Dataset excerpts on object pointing
— START —

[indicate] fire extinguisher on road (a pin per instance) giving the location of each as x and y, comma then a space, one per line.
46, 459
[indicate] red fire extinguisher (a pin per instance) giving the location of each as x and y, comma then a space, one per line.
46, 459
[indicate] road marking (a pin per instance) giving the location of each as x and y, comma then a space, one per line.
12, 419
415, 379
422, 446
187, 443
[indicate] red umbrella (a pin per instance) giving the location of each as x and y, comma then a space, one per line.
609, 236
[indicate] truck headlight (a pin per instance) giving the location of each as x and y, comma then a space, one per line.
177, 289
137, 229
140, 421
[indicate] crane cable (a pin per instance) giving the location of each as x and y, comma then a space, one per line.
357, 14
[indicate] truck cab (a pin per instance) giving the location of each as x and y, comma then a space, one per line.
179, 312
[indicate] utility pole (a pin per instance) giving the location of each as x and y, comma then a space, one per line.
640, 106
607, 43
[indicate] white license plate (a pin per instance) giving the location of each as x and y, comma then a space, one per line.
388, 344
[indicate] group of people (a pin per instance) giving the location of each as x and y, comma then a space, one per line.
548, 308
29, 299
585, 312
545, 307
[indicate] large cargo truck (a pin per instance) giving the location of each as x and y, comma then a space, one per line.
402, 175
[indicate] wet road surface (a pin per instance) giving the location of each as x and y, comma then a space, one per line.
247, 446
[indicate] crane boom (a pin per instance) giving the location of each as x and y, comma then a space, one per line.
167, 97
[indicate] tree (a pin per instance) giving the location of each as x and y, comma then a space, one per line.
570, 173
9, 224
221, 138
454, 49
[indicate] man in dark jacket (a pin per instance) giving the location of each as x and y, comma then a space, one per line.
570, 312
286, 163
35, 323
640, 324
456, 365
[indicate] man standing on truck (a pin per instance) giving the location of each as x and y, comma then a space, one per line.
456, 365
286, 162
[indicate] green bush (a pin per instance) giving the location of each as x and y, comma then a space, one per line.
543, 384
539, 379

— END —

Task description =
Please repeat all the records above exactly as they appear.

Exercise answer =
[indicate] fire extinguisher on road (a pin per instance) giving the location of each as x and y, comma then a space, one per line.
46, 459
[indicate] red fire extinguisher (a pin per instance) giving the location of each as x and y, comma then a space, one per line.
46, 459
[indicate] road marking (a pin per instance) giving the location of each as x and y, comma then a space, one per line.
12, 419
415, 379
422, 446
187, 443
[indicate] red umbrella (a pin per instance) giving the location of each as x and y, comma then a space, one per line.
609, 236
[indicate] truck headlight (a pin per instance) giving the location of each as x and y, comma then a space, one per line.
177, 289
137, 229
140, 421
[indicate] crane cable (a pin per instance) giving the location of each as x and y, comma then a space, one per line.
357, 14
[indicate] truck cab (a pin per instance) giving the location of each as x and y, comma then a space, one per line.
179, 312
[indicate] utility pole (a pin per instance) giving the location of each as x and y, comma then a space, one per line.
640, 106
607, 43
[indicate] white license plate (a pin per instance) giving the location of each as x and y, comma then a space, one per line.
388, 344
[indicate] group of people (a pin per instance) giving the location of each as x and y, comma then a space, one per line.
548, 308
29, 299
585, 312
545, 307
[indicate] large cargo truck (a pin per instance) giving the location of each as x and y, comma then a space, one per line.
402, 175
[indicate] wet road surface (a pin per instance) giving the location of each as x and y, comma then a space, one per line.
247, 446
[indicate] crane boom (a pin per instance) giving the location of each as x and y, comma then a space, one per line.
167, 97
[indicate] tree (a pin per instance) giving the location of each as x and y, comma then a space, one per line.
570, 173
9, 224
221, 138
454, 49
[indicate] man in dark jacket (a pin per instance) giving the location of each as x and y, comma then a space, one per line.
570, 312
286, 163
35, 323
640, 324
456, 365
[indicate] man standing on truck (a pin per instance) giving the location of each as x and y, comma then a space, one per line.
456, 365
286, 162
[indicate] green bush (a pin per instance) giving the location of each as x and y, comma then a space, one per line.
543, 384
539, 379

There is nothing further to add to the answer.